> [Task prompt]: Beginning at the line that includes "the car windshield", print each remaining line of the data word for word. Output nothing else.

Records section start

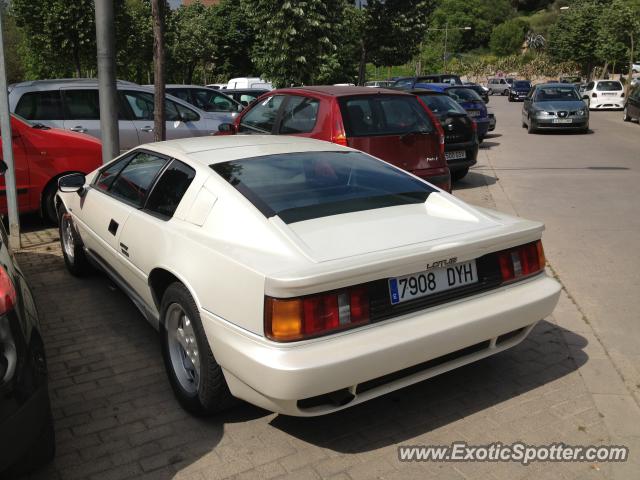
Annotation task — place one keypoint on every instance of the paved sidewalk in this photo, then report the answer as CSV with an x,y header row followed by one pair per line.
x,y
116,417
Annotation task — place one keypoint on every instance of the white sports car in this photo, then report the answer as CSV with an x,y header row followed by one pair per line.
x,y
299,275
604,94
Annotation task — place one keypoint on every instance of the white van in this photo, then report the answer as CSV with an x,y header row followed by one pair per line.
x,y
249,82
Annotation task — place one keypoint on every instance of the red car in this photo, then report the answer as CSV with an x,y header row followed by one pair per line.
x,y
41,155
394,126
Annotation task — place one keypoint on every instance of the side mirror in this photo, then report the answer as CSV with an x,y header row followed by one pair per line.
x,y
228,128
74,182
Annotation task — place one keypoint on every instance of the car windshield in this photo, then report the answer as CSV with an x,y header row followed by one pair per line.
x,y
307,185
442,105
551,94
377,115
463,95
609,86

Records section end

> [Output of the task]:
Annotation task — place one keypoint on every instance of the car windshield in this photo, then report the answer as CSV with an x,y header row followed by one pair per line.
x,y
307,185
442,105
551,94
377,115
463,95
609,86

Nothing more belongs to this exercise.